SEZIONE DEL DOCUMENTO -
---

È insieme un libro di storia culturale e di
cronaca contemporanea, in cui le riflessioni sulla distinzione tra
identità e uguaglianza, tra differenza e differenzialismo, si
affiancano all’analisi del lessico di una petizione presentata in
Senato per sostenere «una sana educazione che rispetti il ruolo
della famiglia », le parole di Aristotele, Bobbio e Calvino vengono
valutate come quelle di uno spot contro la perniciosa “ideologia
gender”. È un libro di filosofia e auto-filosofia (se posso
mutuare questo termine dalla narrativa): perché l’autrice non
nasconde i propri dubbi (e la critica contro la corrente radicale del
pensiero gender) e rivendica l’onestà intellettuale di dire come e
perché è giunta a credere a certe cose piuttosto che ad altre.
L’esperienza personale — chi siamo, come siamo diventati ciò che
siamo — influenza e sempre indirizza il nostro modo di stare nel
mondo. «Il pensiero non può che venire dall’evento, da ciò che
ci attraversa e ci sconvolge, da ciò che ci interroga e ci costringe
a rimettere tutto in discussione».

---

RIGHE DI DATI -

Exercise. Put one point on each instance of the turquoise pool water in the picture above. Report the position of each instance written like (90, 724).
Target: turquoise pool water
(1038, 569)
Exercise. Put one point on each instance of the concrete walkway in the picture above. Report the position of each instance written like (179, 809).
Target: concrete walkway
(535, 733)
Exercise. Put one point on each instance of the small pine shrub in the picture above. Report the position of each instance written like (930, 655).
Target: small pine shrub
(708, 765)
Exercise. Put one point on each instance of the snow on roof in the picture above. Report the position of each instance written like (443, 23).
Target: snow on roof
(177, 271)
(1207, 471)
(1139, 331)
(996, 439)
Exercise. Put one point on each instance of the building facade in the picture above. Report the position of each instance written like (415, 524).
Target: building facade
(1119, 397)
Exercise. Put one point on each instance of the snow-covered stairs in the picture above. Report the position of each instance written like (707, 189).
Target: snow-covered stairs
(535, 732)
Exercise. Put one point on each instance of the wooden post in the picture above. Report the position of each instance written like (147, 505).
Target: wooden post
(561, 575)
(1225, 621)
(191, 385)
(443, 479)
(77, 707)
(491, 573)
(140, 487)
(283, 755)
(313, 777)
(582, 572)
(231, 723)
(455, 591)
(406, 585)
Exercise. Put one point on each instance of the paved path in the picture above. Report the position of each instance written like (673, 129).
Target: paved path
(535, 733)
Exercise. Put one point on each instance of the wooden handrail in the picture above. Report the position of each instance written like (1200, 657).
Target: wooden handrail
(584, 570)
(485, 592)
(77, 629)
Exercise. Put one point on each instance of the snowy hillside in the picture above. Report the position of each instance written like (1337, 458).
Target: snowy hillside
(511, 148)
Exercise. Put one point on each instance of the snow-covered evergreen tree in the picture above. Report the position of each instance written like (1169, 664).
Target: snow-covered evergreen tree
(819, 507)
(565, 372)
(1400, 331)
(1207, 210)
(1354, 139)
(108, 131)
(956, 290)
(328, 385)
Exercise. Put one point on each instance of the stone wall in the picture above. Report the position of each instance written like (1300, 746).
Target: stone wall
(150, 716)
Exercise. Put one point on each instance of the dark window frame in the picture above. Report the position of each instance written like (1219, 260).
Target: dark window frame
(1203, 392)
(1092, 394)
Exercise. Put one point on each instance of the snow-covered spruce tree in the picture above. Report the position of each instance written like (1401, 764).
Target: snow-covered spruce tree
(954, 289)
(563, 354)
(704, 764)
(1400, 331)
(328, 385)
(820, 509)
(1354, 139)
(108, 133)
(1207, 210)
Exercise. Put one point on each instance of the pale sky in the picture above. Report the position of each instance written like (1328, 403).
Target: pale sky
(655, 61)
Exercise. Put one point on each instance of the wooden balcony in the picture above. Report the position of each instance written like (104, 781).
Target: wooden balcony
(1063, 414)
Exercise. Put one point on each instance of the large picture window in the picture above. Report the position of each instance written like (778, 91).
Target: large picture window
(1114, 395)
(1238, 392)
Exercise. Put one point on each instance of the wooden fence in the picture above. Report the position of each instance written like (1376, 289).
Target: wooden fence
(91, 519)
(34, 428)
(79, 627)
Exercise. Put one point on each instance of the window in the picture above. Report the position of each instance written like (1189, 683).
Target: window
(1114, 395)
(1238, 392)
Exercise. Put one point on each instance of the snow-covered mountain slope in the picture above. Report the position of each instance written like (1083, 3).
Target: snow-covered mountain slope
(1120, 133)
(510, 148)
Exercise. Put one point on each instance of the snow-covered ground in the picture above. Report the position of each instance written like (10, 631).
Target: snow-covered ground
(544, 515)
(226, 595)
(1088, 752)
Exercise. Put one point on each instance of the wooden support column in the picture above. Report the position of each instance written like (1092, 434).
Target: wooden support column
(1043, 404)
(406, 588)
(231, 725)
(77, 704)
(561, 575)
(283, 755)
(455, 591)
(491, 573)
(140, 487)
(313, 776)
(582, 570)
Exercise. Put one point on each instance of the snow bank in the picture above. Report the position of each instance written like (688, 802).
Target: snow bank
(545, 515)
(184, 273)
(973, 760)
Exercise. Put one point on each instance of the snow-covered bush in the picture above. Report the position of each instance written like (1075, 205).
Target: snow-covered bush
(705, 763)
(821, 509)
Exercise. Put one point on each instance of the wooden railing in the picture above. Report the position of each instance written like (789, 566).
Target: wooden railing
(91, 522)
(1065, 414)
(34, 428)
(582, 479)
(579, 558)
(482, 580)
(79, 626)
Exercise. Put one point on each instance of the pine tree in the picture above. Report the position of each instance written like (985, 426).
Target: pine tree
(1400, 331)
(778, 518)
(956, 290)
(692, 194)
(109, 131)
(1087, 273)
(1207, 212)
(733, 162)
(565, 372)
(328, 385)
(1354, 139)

---

SFIDA 1 -
Indica se ciascuna affermazione concorda con il brano, rispondendo sì o no e citando esattamente le parole del brano che lo decidono: (a) l’autrice tiene nascosti i propri dubbi; (b) vi si citano le parole di Aristotele, Bobbio e Calvino; (c) la petizione è stata presentata alla Camera.
SFIDA 2 -
Riscrivi le righe a partire dalla prima riga di dati e fino a quella che contiene «(1038, 569)», compresa, sostituendo «turquoise pool water» con «blue pool water» e lasciando invariato tutto il resto. Riporta soltanto queste righe.
Le righe non hanno alcun legame con il brano.

RISPOSTA SCRITTA 1 -
(a) No: «l’autrice non nasconde i propri dubbi».
(b) Sì: «le parole di Aristotele, Bobbio e Calvino».
(c) No: «una petizione presentata in Senato».

RISPOSTA SCRITTA 2 -
Exercise. Put one point on each instance of the blue pool water in the picture above. Report the position of each instance written like (90, 724).
Target: blue pool water
(1038, 569)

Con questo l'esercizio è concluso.